Task:
Put the lines from the start of the items through the line containing "box: [142, 3, 640, 359]", inclusive, into a numbered list, leaving out any blank lines.

(Stored data)
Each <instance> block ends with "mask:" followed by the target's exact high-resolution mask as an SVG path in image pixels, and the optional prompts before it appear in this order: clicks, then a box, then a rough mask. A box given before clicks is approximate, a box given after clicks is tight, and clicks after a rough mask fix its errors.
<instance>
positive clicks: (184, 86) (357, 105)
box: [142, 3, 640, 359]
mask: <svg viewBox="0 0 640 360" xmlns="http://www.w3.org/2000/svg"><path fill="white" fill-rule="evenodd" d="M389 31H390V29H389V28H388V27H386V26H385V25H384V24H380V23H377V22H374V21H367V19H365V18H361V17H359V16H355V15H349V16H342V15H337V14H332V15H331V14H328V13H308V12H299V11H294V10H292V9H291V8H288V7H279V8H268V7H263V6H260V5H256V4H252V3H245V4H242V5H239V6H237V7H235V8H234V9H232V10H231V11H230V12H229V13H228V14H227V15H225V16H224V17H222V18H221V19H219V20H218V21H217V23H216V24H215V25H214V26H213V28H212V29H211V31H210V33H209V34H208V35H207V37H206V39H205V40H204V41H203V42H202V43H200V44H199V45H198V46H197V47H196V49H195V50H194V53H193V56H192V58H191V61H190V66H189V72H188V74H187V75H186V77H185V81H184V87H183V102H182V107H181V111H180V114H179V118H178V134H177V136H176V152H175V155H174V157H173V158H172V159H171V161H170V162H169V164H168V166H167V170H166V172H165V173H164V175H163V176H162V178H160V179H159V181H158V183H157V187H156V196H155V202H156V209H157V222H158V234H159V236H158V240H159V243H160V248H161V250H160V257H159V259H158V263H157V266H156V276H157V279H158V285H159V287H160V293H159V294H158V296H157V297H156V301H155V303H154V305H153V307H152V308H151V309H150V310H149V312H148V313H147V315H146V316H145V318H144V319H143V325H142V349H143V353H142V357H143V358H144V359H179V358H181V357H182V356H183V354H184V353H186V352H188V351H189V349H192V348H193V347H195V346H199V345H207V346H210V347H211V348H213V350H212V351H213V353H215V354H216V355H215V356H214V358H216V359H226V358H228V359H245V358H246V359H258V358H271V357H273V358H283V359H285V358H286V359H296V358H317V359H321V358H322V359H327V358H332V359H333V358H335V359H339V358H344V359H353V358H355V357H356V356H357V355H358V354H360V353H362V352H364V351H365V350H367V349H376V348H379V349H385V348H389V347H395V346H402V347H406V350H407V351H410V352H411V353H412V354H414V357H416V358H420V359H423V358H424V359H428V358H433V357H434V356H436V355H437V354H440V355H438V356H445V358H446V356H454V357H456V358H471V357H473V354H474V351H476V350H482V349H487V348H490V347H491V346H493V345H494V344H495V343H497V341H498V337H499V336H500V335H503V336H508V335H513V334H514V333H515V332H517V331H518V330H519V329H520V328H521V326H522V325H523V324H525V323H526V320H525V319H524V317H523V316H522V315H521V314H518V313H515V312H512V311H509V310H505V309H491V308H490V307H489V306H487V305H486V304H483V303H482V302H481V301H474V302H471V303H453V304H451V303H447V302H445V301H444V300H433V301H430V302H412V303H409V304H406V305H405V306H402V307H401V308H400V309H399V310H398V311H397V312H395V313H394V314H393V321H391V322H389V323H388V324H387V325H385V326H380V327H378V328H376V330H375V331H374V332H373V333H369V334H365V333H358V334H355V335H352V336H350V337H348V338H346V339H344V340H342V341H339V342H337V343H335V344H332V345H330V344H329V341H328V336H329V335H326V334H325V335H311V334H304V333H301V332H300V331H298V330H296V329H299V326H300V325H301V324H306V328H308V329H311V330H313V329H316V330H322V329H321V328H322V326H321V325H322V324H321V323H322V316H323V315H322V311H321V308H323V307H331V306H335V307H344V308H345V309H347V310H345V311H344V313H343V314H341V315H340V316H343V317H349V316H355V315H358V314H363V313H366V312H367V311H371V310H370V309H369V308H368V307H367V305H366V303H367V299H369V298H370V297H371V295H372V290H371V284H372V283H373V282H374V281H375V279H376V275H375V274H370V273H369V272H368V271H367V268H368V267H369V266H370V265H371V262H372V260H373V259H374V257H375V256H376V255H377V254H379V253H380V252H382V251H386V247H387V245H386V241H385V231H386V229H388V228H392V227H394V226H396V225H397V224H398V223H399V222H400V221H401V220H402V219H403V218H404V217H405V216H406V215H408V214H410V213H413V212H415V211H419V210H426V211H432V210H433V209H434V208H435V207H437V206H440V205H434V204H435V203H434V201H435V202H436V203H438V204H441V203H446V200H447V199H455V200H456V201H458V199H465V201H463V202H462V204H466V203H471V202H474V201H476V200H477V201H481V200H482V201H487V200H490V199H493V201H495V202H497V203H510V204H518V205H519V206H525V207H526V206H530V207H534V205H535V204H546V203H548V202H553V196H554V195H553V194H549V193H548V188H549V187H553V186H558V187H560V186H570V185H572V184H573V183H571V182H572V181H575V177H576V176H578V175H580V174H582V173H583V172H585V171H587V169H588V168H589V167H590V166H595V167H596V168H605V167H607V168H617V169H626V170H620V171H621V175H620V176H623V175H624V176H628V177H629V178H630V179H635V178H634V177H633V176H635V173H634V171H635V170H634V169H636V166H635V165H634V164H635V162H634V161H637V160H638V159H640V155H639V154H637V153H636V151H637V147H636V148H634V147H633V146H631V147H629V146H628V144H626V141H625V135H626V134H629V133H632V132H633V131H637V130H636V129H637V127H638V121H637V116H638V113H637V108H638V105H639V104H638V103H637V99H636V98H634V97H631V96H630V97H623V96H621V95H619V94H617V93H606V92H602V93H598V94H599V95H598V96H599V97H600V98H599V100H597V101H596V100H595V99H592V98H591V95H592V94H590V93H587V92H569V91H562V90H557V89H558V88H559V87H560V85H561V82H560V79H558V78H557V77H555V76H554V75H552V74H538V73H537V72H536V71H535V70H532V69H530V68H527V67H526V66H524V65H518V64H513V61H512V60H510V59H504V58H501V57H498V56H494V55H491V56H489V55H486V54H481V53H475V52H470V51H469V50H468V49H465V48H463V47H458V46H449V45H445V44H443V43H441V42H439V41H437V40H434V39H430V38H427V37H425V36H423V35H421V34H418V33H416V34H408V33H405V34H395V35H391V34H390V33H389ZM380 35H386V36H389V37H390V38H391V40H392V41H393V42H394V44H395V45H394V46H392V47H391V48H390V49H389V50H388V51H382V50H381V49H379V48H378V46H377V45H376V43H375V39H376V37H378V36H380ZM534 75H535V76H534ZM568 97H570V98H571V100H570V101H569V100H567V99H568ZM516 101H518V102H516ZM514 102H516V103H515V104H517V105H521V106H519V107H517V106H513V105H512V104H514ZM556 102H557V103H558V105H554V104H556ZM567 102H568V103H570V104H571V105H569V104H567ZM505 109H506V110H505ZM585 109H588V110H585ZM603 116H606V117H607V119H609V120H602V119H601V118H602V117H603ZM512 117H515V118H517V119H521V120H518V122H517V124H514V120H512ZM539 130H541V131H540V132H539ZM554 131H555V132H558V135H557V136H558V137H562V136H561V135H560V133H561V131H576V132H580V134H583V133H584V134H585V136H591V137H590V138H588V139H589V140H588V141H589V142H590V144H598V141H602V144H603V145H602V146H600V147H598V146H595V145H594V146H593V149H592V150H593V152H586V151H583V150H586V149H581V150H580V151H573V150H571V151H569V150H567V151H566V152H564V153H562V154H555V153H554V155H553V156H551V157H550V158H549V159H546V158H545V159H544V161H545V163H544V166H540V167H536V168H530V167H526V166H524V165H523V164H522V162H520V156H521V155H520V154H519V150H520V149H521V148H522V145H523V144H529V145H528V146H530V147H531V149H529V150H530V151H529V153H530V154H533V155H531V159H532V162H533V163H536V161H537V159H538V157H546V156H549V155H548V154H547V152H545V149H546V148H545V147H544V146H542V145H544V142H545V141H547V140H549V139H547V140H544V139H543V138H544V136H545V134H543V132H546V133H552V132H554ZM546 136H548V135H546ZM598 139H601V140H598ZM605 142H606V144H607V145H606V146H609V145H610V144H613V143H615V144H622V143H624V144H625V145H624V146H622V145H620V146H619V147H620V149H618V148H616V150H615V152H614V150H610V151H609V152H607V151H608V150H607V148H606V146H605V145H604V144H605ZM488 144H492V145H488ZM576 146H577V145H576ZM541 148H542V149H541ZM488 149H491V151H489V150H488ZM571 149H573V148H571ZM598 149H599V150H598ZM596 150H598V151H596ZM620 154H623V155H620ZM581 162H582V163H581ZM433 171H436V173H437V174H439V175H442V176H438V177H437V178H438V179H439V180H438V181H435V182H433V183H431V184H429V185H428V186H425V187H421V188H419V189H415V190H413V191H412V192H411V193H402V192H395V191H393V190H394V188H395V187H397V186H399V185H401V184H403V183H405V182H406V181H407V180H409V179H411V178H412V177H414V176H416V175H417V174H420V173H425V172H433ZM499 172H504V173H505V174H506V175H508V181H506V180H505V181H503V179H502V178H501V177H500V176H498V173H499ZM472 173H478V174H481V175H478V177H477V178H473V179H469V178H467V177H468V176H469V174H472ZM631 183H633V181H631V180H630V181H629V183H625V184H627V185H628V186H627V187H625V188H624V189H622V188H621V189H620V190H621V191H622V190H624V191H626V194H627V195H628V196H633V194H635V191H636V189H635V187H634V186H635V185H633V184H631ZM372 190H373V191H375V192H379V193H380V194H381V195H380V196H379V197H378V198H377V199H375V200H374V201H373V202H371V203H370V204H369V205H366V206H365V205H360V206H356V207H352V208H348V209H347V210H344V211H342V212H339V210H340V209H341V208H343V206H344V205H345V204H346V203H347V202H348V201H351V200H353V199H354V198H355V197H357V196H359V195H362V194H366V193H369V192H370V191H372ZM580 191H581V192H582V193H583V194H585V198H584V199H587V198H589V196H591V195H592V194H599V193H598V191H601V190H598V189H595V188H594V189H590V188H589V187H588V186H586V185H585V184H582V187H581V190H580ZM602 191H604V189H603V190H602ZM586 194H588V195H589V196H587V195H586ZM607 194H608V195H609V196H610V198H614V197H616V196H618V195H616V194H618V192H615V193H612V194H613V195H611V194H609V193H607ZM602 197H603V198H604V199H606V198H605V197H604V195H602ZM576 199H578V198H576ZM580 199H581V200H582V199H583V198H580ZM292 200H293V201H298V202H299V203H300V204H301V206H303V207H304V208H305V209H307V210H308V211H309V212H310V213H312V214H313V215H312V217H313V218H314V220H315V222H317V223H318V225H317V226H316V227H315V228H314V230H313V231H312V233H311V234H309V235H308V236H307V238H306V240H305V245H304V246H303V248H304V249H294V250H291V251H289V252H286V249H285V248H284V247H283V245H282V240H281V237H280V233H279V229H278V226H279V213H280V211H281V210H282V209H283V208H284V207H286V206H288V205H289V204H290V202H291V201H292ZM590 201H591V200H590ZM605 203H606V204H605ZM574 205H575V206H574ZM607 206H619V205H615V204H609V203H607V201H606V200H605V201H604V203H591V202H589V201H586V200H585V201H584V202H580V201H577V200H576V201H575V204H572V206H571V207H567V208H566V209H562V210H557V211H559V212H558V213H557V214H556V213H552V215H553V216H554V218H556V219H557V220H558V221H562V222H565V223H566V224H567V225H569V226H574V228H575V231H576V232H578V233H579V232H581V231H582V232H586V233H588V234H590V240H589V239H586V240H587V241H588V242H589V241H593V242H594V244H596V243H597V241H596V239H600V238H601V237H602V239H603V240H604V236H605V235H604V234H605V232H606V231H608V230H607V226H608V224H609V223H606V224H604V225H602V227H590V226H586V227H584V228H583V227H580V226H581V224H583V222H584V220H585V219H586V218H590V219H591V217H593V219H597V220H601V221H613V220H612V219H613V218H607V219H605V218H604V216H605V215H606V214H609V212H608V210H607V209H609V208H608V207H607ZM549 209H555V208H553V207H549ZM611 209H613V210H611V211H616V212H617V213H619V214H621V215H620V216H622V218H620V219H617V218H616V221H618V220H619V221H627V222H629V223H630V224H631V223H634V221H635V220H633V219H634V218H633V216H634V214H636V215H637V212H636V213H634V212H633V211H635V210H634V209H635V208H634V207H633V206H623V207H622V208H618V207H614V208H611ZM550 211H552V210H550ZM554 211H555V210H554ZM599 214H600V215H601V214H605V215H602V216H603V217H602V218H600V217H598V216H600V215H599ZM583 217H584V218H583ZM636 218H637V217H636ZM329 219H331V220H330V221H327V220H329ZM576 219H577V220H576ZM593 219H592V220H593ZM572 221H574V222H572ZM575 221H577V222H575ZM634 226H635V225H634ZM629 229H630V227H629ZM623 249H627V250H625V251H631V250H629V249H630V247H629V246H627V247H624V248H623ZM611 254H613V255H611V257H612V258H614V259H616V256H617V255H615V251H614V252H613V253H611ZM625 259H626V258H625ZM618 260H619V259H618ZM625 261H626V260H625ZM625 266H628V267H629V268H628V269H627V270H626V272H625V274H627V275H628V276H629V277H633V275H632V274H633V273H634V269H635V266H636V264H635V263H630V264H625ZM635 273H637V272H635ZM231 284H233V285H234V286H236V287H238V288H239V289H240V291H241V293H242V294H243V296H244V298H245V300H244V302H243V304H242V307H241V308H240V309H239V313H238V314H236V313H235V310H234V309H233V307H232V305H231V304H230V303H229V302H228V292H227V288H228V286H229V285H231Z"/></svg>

Worked solution:
1. Each <instance> block ends with "mask:" followed by the target's exact high-resolution mask as an SVG path in image pixels, and the optional prompts before it appear in this order: clicks, then a box, then a rough mask. A box given before clicks is approximate, a box given after clicks is tight, and clicks after a rough mask fix its errors.
2. <instance>
3. positive clicks: (184, 86) (357, 105)
4. box: [142, 3, 640, 359]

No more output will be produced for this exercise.